TASK BRIEF —
Output the listing exactly, without its pictures.

GIVEN DATA —
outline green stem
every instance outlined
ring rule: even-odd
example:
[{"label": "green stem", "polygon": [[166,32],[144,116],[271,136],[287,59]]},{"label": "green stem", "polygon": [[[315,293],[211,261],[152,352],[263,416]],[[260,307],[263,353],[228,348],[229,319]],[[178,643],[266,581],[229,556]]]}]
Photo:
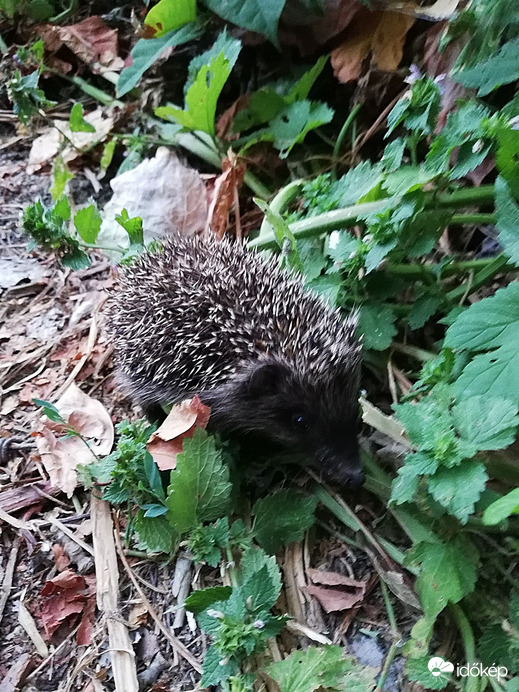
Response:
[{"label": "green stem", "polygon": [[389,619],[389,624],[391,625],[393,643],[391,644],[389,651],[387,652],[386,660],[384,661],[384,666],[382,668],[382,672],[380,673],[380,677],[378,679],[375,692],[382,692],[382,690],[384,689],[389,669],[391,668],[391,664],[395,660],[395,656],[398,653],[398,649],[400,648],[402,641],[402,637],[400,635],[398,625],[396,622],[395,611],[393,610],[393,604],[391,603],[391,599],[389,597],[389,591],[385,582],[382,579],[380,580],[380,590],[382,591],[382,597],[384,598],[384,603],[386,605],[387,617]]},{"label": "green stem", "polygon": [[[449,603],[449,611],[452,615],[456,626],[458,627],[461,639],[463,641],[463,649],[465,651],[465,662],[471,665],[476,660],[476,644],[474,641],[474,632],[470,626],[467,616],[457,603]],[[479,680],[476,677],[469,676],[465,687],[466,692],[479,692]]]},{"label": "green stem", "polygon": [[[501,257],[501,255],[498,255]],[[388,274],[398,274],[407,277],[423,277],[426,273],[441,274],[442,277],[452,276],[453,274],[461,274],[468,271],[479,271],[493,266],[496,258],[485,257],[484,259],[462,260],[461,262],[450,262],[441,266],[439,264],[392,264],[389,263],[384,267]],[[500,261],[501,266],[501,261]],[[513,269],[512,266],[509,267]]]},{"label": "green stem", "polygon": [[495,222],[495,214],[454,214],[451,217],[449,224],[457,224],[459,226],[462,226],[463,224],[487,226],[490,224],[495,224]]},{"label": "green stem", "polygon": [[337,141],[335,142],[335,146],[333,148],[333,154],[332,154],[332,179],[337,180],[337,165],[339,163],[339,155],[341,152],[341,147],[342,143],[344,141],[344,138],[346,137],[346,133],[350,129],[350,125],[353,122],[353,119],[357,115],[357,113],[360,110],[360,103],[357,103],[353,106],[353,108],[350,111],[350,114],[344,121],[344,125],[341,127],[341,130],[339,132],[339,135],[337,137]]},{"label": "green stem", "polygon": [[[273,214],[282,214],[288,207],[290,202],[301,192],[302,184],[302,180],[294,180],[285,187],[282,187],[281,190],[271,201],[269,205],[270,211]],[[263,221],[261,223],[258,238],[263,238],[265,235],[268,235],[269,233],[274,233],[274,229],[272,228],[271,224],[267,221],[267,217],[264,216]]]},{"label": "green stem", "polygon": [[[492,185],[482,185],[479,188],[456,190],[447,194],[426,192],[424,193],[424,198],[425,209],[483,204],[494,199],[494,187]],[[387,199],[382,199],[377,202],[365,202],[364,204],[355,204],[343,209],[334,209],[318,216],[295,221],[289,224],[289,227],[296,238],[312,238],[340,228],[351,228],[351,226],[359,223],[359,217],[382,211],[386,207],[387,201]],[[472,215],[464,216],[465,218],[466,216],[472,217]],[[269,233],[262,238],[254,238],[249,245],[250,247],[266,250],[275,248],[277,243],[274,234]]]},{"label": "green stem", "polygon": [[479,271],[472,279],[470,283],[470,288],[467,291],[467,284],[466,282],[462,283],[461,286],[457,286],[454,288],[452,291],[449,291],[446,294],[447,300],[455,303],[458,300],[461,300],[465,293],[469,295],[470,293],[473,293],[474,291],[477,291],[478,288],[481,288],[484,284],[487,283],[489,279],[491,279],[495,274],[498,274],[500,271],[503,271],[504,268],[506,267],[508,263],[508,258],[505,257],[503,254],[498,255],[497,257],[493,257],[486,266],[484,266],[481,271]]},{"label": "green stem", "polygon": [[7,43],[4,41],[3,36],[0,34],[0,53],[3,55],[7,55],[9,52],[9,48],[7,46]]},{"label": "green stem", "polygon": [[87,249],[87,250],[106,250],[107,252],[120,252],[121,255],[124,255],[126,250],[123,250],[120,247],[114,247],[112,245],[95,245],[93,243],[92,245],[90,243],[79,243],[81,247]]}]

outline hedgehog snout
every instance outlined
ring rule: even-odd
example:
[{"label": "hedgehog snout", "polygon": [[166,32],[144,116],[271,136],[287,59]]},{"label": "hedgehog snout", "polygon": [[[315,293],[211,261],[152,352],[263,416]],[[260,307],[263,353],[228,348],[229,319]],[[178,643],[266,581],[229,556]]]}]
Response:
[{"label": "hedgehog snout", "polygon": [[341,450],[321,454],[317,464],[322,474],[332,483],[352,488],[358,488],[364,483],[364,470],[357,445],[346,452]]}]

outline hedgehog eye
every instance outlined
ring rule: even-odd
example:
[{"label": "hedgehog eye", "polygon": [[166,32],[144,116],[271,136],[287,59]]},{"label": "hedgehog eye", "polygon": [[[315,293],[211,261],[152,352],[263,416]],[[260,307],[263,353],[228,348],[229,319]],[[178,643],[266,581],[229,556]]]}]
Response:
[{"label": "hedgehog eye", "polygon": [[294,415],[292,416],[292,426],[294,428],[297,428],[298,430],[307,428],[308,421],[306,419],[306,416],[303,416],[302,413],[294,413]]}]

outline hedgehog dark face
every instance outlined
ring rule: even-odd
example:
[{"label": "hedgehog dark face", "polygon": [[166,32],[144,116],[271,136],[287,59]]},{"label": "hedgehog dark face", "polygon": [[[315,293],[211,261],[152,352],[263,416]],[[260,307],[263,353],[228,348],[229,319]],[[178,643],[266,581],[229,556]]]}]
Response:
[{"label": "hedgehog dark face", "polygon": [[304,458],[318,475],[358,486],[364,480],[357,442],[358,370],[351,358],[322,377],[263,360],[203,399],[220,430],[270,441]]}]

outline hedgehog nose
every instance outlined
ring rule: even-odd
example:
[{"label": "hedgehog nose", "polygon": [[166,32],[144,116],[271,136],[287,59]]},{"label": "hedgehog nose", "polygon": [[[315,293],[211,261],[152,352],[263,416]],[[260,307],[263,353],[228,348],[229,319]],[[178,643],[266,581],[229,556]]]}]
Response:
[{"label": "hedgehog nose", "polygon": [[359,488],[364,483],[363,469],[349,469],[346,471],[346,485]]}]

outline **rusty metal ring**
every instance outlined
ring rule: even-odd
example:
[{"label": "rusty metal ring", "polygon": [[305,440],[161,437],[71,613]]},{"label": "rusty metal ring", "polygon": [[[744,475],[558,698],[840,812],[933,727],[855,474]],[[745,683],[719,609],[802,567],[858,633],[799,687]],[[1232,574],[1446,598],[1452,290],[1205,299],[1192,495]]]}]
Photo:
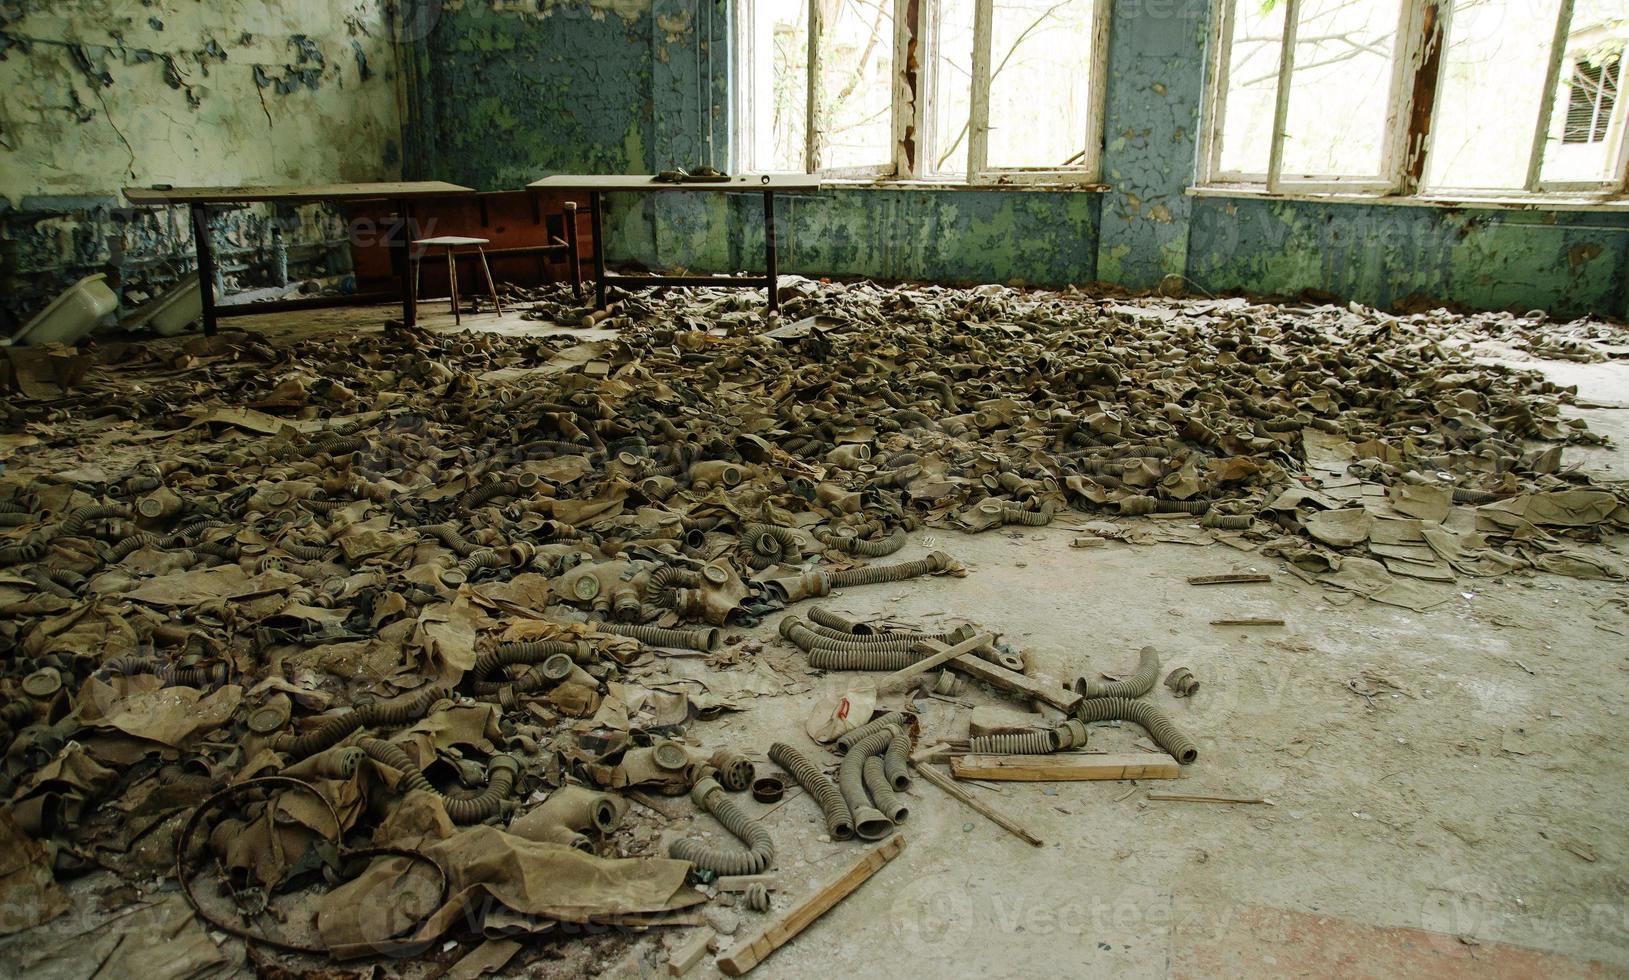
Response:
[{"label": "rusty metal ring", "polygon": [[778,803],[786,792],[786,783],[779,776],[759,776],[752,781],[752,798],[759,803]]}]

OUTPUT BELOW —
outline green stem
every instance outlined
ring rule: even-odd
example:
[{"label": "green stem", "polygon": [[166,32],[144,116],[271,136],[287,59]]},{"label": "green stem", "polygon": [[[315,293],[211,261],[152,352],[263,416]],[[260,307],[263,353],[228,348],[229,319]],[[178,643],[266,581],[229,556]]]}]
Photo:
Response:
[{"label": "green stem", "polygon": [[389,619],[389,624],[391,625],[393,643],[391,644],[389,651],[387,652],[386,660],[384,661],[384,666],[382,668],[382,672],[380,673],[380,677],[378,679],[375,692],[382,692],[382,690],[384,689],[389,669],[391,668],[391,664],[395,660],[395,656],[398,653],[398,649],[400,648],[402,641],[402,637],[400,635],[398,625],[396,622],[395,611],[393,610],[393,604],[391,603],[391,599],[389,597],[389,591],[385,582],[382,579],[380,580],[380,590],[382,591],[382,597],[384,598],[384,603],[386,605],[387,617]]},{"label": "green stem", "polygon": [[[449,603],[449,611],[452,615],[456,626],[458,627],[461,639],[463,641],[463,649],[465,651],[465,662],[471,665],[476,660],[476,644],[474,641],[474,632],[470,626],[467,616],[457,603]],[[479,680],[476,677],[469,676],[465,687],[466,692],[479,692]]]},{"label": "green stem", "polygon": [[[501,257],[501,255],[498,255]],[[388,274],[398,274],[407,277],[423,277],[426,273],[441,274],[442,277],[452,276],[453,274],[461,274],[468,271],[479,271],[493,266],[496,258],[485,257],[484,259],[462,260],[461,262],[450,262],[441,266],[439,264],[392,264],[389,263],[384,267]],[[500,261],[501,266],[501,261]],[[513,269],[512,266],[509,267]]]},{"label": "green stem", "polygon": [[495,222],[495,214],[454,214],[451,217],[449,224],[457,224],[459,226],[462,226],[463,224],[487,226],[490,224],[495,224]]},{"label": "green stem", "polygon": [[337,141],[335,142],[335,146],[333,148],[333,154],[332,154],[332,179],[337,180],[337,165],[339,163],[339,155],[341,152],[341,147],[342,143],[344,141],[344,138],[346,137],[346,133],[350,129],[350,125],[353,122],[353,119],[357,115],[357,113],[360,110],[360,103],[357,103],[353,106],[353,108],[350,111],[350,114],[344,121],[344,125],[341,127],[341,130],[339,132],[339,135],[337,137]]},{"label": "green stem", "polygon": [[[273,214],[282,214],[288,207],[290,202],[301,192],[302,184],[302,180],[294,180],[285,187],[282,187],[281,190],[271,201],[269,205],[270,211]],[[263,221],[261,223],[258,238],[263,238],[265,235],[268,235],[269,233],[274,233],[274,229],[272,228],[271,224],[267,221],[267,217],[264,216]]]},{"label": "green stem", "polygon": [[[492,185],[482,185],[479,188],[456,190],[447,194],[426,192],[424,193],[424,198],[425,209],[483,204],[494,199],[494,187]],[[387,199],[382,199],[377,202],[365,202],[364,204],[355,204],[343,209],[334,209],[318,216],[295,221],[289,224],[289,227],[296,238],[312,238],[340,228],[351,228],[351,226],[359,223],[359,217],[382,211],[386,207],[387,201]],[[472,215],[464,216],[465,218],[466,216],[472,217]],[[269,233],[262,238],[254,238],[249,245],[250,247],[266,250],[275,248],[277,243],[274,234]]]},{"label": "green stem", "polygon": [[479,271],[472,279],[470,283],[470,288],[467,291],[467,284],[466,282],[462,283],[461,286],[457,286],[454,288],[452,291],[449,291],[446,294],[447,300],[455,303],[458,300],[461,300],[465,293],[469,295],[470,293],[473,293],[474,291],[477,291],[478,288],[481,288],[484,284],[487,283],[489,279],[491,279],[495,274],[498,274],[500,271],[503,271],[504,268],[506,267],[508,263],[508,258],[505,257],[503,254],[498,255],[497,257],[493,257],[486,266],[484,266],[481,271]]},{"label": "green stem", "polygon": [[7,43],[4,41],[3,36],[0,34],[0,53],[3,55],[7,55],[9,52],[9,48],[7,46]]},{"label": "green stem", "polygon": [[87,249],[87,250],[106,250],[107,252],[120,252],[121,255],[124,255],[126,250],[123,250],[120,247],[114,247],[112,245],[95,245],[93,243],[92,245],[90,243],[79,243],[81,247]]}]

outline hedgehog snout
every instance outlined
ring rule: even-odd
example:
[{"label": "hedgehog snout", "polygon": [[166,32],[144,116],[271,136],[287,59]]},{"label": "hedgehog snout", "polygon": [[[315,293],[211,261],[152,352],[263,416]],[[260,307],[263,353],[228,348],[229,319]],[[178,643],[266,581],[229,556]]]}]
Response:
[{"label": "hedgehog snout", "polygon": [[341,450],[321,454],[317,464],[322,474],[332,483],[352,488],[358,488],[364,483],[364,470],[357,445],[346,452]]}]

outline hedgehog eye
every instance outlined
ring rule: even-odd
example:
[{"label": "hedgehog eye", "polygon": [[166,32],[144,116],[271,136],[287,59]]},{"label": "hedgehog eye", "polygon": [[[315,293],[211,261],[152,352],[263,416]],[[260,307],[263,353],[228,348],[229,319]],[[178,643],[266,581],[229,556]]]}]
Response:
[{"label": "hedgehog eye", "polygon": [[294,415],[292,416],[292,426],[294,428],[297,428],[298,430],[307,428],[308,421],[306,419],[306,416],[303,416],[302,413],[294,413]]}]

outline hedgehog dark face
every instance outlined
ring rule: even-odd
example:
[{"label": "hedgehog dark face", "polygon": [[166,32],[144,116],[271,136],[287,59]]},{"label": "hedgehog dark face", "polygon": [[[315,293],[211,261],[152,352],[263,416]],[[260,307],[263,353],[228,348],[229,319]],[[178,643],[266,581],[229,556]]]}]
Response:
[{"label": "hedgehog dark face", "polygon": [[304,458],[318,475],[358,486],[364,480],[357,442],[358,370],[351,358],[322,377],[263,360],[203,399],[220,430],[270,441]]}]

outline hedgehog nose
every instance outlined
ring rule: even-odd
example:
[{"label": "hedgehog nose", "polygon": [[166,32],[144,116],[271,136],[287,59]]},{"label": "hedgehog nose", "polygon": [[[315,293],[211,261],[152,352],[263,416]],[[260,307],[263,353],[228,348],[229,319]],[[178,643],[266,581],[229,556]]]}]
Response:
[{"label": "hedgehog nose", "polygon": [[359,488],[364,483],[363,469],[349,469],[346,471],[346,485]]}]

outline **rusty metal ring**
every instance outlined
ring rule: even-odd
example:
[{"label": "rusty metal ring", "polygon": [[305,440],[161,437],[71,613]]},{"label": "rusty metal ring", "polygon": [[[744,475],[558,698],[840,812],[933,727],[855,474]],[[745,683],[719,609],[802,567],[858,633],[799,687]],[[1232,574],[1446,598],[1452,290],[1205,299],[1192,495]]]}]
Photo:
Response:
[{"label": "rusty metal ring", "polygon": [[778,803],[786,792],[786,783],[779,776],[759,776],[752,781],[752,798],[759,803]]}]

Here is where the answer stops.